## [STATED PROBLEM]
Retype the listing below line for line, keeping every character as it stands.

*** MATERIAL SHOWN

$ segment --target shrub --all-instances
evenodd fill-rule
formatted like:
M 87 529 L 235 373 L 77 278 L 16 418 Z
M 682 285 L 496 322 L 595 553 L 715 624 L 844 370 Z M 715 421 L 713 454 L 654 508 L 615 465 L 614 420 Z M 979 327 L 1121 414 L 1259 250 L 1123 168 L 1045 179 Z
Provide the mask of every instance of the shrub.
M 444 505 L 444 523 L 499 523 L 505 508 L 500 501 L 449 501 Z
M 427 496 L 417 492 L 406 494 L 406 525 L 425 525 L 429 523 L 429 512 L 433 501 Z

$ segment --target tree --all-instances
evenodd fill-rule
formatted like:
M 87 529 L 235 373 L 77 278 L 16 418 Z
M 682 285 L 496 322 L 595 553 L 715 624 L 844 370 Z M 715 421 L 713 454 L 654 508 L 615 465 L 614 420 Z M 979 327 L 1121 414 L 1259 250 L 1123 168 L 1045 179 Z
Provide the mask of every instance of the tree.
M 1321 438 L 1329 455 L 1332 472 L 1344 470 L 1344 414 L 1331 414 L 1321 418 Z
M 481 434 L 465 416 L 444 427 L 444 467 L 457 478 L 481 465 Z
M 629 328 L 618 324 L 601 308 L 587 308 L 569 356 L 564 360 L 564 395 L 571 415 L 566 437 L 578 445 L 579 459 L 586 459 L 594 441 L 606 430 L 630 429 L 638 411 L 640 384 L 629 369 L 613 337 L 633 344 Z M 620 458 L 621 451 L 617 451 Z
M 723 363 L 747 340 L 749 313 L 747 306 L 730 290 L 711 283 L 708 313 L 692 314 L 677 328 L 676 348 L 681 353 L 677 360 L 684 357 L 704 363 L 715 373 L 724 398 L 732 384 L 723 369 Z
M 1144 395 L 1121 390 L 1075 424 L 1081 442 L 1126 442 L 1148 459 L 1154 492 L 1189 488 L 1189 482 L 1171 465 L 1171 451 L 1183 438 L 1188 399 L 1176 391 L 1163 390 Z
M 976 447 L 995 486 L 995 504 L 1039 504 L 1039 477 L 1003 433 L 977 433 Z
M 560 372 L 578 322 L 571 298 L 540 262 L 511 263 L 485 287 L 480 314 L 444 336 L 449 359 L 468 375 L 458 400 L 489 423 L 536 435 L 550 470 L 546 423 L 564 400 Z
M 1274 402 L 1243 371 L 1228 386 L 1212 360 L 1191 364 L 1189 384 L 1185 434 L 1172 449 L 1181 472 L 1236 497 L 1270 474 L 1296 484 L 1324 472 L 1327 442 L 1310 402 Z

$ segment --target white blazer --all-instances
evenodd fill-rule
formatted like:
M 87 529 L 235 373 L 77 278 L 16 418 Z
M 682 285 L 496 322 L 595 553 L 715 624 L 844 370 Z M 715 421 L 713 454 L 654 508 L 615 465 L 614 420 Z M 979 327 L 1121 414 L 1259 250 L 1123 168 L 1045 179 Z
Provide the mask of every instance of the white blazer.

******

## [WRITTEN RESPONSE]
$ segment --target shrub --all-instances
evenodd fill-rule
formatted like:
M 87 529 L 235 373 L 77 278 L 16 418 Z
M 682 285 L 496 322 L 595 553 L 715 624 L 844 370 Z M 715 421 L 713 454 L 654 508 L 615 465 L 614 420 Z M 979 327 L 1121 414 L 1259 250 L 1123 168 L 1045 179 Z
Provide the mask of every instance of the shrub.
M 444 505 L 444 523 L 499 523 L 505 508 L 500 501 L 449 501 Z
M 427 496 L 417 492 L 406 494 L 406 525 L 425 525 L 429 523 L 429 512 L 433 501 Z

$ segment --target tree --all-instances
evenodd fill-rule
formatted like:
M 87 529 L 235 373 L 77 278 L 16 418 Z
M 682 285 L 496 322 L 595 553 L 715 624 L 844 370 Z M 715 421 L 713 454 L 654 508 L 615 465 L 614 420 Z M 979 327 L 1121 414 L 1259 250 L 1123 168 L 1045 179 Z
Provide the mask of every instance of the tree.
M 1321 438 L 1329 455 L 1332 472 L 1344 470 L 1344 414 L 1331 414 L 1321 418 Z
M 481 434 L 465 416 L 444 427 L 444 467 L 457 478 L 481 465 Z
M 629 328 L 618 324 L 601 308 L 587 308 L 569 356 L 564 360 L 564 395 L 571 415 L 566 437 L 578 445 L 579 459 L 586 459 L 594 441 L 606 430 L 630 429 L 638 411 L 640 384 L 629 369 L 613 337 L 633 344 Z M 620 458 L 621 451 L 617 451 Z
M 723 363 L 747 340 L 749 313 L 747 306 L 730 290 L 711 283 L 708 313 L 692 314 L 677 328 L 676 348 L 681 353 L 677 360 L 684 357 L 704 363 L 715 373 L 724 398 L 732 384 L 723 369 Z
M 1144 395 L 1121 390 L 1075 424 L 1081 442 L 1126 442 L 1148 459 L 1154 492 L 1189 488 L 1189 482 L 1171 465 L 1171 451 L 1183 438 L 1188 399 L 1176 391 L 1163 390 Z
M 976 447 L 995 486 L 995 504 L 1039 504 L 1039 477 L 1003 433 L 977 433 Z
M 560 372 L 578 322 L 571 298 L 540 262 L 511 263 L 485 287 L 480 314 L 444 336 L 449 359 L 468 375 L 458 400 L 489 423 L 536 435 L 550 470 L 546 423 L 564 400 Z
M 1274 402 L 1243 371 L 1228 386 L 1212 360 L 1191 364 L 1189 384 L 1185 434 L 1172 449 L 1181 472 L 1236 497 L 1270 474 L 1296 484 L 1324 472 L 1327 442 L 1310 402 Z

$ segment --target white blazer --all-instances
evenodd fill-rule
formatted like:
M 87 529 L 235 373 L 77 278 L 16 418 Z
M 682 285 L 496 322 L 595 553 L 715 624 L 844 370 Z M 715 421 L 713 454 L 654 508 L 615 465 L 614 420 Z M 979 327 L 1121 414 L 1259 250 L 1123 168 L 1045 179 Z
Provide the mask of every instance of the white blazer.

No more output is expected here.